◆ LISTED RECORDS:
* START *

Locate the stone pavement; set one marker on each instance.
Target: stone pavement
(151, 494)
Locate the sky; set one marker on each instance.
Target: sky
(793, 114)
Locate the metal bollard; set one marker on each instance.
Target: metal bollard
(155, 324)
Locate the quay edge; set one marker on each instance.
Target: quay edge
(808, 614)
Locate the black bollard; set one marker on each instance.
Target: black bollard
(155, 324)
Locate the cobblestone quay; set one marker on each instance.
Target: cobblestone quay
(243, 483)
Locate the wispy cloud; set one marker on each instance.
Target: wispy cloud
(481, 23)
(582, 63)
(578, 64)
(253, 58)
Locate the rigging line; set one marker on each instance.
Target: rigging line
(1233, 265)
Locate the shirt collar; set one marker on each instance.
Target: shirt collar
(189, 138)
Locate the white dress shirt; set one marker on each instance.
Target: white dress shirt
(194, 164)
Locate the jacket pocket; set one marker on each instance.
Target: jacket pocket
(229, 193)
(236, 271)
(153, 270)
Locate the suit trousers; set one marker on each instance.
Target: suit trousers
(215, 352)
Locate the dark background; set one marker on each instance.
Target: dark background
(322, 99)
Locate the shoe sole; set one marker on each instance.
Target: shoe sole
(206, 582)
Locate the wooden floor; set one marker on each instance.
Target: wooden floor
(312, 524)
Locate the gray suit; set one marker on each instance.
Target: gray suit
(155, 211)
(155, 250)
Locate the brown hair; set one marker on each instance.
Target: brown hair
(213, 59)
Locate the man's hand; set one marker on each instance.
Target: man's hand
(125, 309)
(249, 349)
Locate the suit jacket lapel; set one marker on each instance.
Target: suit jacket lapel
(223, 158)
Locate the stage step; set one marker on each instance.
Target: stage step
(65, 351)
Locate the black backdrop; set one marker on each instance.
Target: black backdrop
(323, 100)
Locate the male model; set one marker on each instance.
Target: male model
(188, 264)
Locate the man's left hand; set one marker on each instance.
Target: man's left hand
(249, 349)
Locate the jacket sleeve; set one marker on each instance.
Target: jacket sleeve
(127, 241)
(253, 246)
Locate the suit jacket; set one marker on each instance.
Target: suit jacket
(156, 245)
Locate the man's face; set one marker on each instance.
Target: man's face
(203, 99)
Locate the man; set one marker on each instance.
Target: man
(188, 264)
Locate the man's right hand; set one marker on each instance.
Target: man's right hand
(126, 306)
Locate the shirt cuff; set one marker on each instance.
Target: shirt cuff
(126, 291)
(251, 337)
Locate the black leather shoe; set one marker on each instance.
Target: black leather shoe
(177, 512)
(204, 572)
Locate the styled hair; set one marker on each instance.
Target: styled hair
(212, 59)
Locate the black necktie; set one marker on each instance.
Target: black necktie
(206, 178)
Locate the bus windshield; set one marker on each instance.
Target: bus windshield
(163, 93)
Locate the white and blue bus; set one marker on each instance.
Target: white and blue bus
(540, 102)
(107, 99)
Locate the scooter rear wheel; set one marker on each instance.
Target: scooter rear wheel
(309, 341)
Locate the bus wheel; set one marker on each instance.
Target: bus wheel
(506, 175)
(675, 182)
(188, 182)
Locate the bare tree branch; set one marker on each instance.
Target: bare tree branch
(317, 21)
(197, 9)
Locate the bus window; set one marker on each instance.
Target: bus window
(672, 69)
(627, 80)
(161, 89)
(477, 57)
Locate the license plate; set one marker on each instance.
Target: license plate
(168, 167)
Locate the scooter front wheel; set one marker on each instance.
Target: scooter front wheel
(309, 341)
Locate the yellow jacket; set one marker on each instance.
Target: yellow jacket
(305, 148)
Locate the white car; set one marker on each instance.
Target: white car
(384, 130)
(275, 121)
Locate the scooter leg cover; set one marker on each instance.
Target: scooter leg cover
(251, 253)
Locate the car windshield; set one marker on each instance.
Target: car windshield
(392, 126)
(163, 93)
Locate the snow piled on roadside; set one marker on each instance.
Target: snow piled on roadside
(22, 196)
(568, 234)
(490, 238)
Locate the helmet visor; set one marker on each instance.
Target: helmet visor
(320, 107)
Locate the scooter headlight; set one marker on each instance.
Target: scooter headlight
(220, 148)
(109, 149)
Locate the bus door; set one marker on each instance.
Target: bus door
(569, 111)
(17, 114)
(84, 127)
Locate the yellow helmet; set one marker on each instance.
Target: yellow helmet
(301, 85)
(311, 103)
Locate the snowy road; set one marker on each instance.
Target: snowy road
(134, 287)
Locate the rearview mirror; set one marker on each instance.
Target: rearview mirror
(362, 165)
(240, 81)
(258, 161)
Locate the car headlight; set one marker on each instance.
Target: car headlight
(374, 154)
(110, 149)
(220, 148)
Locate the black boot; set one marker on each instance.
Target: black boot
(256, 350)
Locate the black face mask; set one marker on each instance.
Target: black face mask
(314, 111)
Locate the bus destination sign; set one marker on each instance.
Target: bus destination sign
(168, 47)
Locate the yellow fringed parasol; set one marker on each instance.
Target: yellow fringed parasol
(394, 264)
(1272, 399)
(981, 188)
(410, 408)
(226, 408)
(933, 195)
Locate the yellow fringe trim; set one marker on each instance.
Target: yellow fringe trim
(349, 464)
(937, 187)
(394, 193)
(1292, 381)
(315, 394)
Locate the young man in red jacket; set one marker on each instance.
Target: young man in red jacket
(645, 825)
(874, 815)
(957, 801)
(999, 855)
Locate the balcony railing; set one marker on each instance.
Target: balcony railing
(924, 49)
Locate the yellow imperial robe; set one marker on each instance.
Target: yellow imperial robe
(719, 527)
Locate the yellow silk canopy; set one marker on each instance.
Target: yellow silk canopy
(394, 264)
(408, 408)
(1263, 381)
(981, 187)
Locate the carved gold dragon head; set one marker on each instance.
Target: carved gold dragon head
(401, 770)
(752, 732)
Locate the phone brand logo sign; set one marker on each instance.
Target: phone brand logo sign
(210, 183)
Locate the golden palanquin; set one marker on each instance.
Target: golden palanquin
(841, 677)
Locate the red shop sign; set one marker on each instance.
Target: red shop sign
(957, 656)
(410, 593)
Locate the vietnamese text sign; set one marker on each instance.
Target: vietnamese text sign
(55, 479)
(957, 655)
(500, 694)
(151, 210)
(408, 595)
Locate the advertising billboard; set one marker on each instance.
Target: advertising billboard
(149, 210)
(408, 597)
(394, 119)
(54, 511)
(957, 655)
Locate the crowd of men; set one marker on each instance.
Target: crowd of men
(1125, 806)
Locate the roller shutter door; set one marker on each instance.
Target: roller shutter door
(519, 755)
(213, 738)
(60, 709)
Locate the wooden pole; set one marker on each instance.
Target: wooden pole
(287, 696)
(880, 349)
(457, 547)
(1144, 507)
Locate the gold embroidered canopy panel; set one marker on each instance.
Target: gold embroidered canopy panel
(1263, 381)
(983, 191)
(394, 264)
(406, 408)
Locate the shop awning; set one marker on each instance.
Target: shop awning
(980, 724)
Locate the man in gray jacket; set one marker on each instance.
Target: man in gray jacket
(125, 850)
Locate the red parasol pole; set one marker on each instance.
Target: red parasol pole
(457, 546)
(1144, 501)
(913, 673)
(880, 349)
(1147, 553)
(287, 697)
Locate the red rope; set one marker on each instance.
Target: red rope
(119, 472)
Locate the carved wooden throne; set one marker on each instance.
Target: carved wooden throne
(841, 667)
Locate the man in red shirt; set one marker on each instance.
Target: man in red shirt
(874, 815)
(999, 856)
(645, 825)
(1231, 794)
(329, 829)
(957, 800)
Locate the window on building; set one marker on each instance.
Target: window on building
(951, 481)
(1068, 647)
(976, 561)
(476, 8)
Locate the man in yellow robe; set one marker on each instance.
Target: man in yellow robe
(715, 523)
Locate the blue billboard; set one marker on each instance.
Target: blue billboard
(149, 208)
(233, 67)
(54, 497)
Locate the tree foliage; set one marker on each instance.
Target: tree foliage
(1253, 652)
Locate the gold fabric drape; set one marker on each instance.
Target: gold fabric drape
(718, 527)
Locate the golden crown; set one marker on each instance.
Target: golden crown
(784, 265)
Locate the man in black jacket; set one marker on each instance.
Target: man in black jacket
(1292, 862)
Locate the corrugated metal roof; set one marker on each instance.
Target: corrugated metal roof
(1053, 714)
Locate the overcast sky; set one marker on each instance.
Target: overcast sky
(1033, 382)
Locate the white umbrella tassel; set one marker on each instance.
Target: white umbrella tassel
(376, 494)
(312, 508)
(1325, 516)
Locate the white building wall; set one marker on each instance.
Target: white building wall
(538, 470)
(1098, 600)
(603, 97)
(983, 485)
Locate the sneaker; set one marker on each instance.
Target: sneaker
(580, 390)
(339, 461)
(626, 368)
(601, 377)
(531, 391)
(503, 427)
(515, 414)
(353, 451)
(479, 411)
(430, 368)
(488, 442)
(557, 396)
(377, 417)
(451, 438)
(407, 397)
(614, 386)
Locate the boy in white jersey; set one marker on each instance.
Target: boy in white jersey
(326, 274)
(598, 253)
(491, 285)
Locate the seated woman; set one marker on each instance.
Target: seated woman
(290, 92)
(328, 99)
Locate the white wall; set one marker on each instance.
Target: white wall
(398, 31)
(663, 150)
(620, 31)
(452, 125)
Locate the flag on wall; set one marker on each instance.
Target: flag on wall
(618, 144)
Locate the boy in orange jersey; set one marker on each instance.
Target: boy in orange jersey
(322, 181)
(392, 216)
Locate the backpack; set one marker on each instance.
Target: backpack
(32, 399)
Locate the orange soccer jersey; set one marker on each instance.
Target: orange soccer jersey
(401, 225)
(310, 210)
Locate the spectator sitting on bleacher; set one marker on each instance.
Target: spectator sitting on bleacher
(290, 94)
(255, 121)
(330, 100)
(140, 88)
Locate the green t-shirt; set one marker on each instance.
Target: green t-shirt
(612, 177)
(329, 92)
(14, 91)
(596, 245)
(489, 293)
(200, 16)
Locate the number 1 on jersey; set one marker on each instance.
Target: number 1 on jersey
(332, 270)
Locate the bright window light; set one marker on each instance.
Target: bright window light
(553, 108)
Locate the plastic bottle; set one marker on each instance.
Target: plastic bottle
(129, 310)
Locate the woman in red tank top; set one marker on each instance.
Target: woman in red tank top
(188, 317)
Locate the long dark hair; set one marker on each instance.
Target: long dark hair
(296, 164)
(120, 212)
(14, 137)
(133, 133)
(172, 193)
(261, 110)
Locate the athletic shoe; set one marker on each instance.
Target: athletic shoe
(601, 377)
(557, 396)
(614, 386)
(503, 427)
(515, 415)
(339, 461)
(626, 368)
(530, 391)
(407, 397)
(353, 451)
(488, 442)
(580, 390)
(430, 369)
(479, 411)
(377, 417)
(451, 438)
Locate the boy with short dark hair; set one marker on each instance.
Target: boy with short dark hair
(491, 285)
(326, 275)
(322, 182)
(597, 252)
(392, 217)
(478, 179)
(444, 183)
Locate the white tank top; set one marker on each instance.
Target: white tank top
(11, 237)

* END *

◆ GIVEN REQUEST: Print, word for word, the lines of the entries above, from the line containing "Locate the number" through the last line of the entries, with both of those lines included.

◆ FULL ANSWER:
Locate the number 1 on jersey; set one marker on each instance.
Target: number 1 on jersey
(332, 270)
Locate the bright window light; set one marker on each instance.
Target: bright window light
(553, 108)
Locate the plastic bottle; set one marker on each instance.
Target: plastic bottle
(129, 310)
Locate the woman in red tank top; set one marker on each instance.
Target: woman in red tank top
(188, 317)
Locate the long dark hair; set one marker on each instance.
Target: long dark hair
(296, 164)
(120, 212)
(14, 137)
(133, 133)
(172, 193)
(261, 110)
Locate the athletic shoe; set one marker on each instance.
Target: athletic shoe
(601, 377)
(557, 396)
(614, 386)
(503, 427)
(515, 415)
(339, 461)
(626, 368)
(530, 391)
(407, 397)
(353, 451)
(488, 442)
(580, 390)
(430, 369)
(479, 411)
(377, 417)
(451, 438)
Locate the boy with short dark hair; set one marker on each instance.
Target: boy with short dark hair
(491, 285)
(326, 275)
(322, 182)
(597, 252)
(392, 217)
(478, 179)
(444, 183)
Locate the white tank top; set one marker on each instance.
Target: white tank top
(11, 237)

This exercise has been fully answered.